# Short exercise:
Which lines in the records below contain the word "storefront"? Copy out every one of them.

○ ○ ○ ○

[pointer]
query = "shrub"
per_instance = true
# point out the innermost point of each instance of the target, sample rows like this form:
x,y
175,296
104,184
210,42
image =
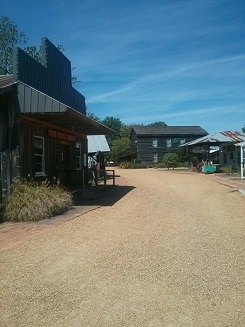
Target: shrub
x,y
31,201
227,170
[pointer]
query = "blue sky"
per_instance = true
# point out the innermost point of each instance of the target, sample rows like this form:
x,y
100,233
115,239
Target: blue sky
x,y
177,61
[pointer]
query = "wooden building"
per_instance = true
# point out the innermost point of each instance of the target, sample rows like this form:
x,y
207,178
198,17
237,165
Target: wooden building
x,y
150,143
43,123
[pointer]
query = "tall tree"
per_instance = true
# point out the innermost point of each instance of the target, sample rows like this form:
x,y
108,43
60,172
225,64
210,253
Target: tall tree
x,y
115,124
10,36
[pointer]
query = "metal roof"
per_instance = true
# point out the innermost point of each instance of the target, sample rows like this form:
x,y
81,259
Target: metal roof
x,y
38,106
169,130
97,143
52,77
217,138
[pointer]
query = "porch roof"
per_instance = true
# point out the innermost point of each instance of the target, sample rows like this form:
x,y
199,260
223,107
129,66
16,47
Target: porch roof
x,y
71,120
218,138
38,106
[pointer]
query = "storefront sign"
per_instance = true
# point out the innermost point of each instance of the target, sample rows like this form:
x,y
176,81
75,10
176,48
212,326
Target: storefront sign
x,y
61,135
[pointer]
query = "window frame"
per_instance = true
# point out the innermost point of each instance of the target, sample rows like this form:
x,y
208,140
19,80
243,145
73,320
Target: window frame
x,y
78,157
169,143
155,157
38,155
154,142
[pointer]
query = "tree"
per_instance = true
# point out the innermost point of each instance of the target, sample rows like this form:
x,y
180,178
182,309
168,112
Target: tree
x,y
10,36
115,124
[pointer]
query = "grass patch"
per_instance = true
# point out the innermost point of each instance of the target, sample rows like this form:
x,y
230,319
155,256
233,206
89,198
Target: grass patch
x,y
30,201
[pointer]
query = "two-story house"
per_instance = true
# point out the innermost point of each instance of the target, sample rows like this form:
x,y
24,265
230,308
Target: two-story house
x,y
150,143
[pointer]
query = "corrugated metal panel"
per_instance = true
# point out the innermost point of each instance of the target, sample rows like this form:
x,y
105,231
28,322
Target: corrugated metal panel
x,y
169,130
97,143
53,77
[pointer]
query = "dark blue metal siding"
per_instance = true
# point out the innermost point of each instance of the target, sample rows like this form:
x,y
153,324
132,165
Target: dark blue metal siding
x,y
53,77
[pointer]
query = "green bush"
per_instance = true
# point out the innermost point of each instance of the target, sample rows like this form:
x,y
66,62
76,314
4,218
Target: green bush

○ ○ ○ ○

# Answer to this exercise:
query = "storefront sign"
Target: storefront sign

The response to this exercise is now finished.